*Exercise*. Replace "bounding box" with "enclosing rectangle" in the lines starting at the first line and ending at the line containing "xmin=81 ymin=196 xmax=377 ymax=620", and return only those lines, otherwise unchanged.

● ● ● ● ●

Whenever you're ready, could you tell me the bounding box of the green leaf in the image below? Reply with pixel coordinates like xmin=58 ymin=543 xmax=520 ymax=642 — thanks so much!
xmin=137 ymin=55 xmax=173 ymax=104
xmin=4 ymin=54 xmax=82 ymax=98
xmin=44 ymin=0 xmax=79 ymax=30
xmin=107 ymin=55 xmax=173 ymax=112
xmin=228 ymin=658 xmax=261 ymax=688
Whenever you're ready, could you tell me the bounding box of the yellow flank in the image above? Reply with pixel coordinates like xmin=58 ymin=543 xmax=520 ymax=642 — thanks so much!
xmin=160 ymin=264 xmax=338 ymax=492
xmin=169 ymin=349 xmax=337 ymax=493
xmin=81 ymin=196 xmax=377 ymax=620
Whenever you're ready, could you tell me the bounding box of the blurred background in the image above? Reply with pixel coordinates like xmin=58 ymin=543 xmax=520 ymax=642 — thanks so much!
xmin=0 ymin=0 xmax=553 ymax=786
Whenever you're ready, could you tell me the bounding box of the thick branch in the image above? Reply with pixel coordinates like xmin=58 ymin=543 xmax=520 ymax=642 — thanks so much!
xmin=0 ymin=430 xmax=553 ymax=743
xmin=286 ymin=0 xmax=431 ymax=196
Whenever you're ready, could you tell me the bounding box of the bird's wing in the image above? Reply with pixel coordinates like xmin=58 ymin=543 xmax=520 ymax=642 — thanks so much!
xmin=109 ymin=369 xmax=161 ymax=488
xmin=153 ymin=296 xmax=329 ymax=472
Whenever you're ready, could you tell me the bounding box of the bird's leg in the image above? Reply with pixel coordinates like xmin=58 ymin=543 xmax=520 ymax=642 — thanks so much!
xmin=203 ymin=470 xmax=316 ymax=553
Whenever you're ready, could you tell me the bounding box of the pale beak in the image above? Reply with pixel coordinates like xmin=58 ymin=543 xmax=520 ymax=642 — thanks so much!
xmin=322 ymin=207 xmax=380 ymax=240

● ● ● ● ●

*Solved exercise*.
Whenever you're ready, could you tell me the enclosing rectangle of the green leaf in the image below? Reply with pixel coordinates like xmin=58 ymin=543 xmax=520 ymax=642 — thanks so much!
xmin=137 ymin=55 xmax=173 ymax=104
xmin=4 ymin=54 xmax=82 ymax=98
xmin=44 ymin=0 xmax=79 ymax=30
xmin=107 ymin=55 xmax=173 ymax=112
xmin=228 ymin=658 xmax=261 ymax=688
Whenever you're ready, could you tell me the enclosing rectangle of the yellow flank in the image above? Reply with pixel coordinates like xmin=58 ymin=543 xmax=520 ymax=642 — thanks so much!
xmin=160 ymin=264 xmax=338 ymax=492
xmin=169 ymin=349 xmax=337 ymax=493
xmin=81 ymin=196 xmax=377 ymax=620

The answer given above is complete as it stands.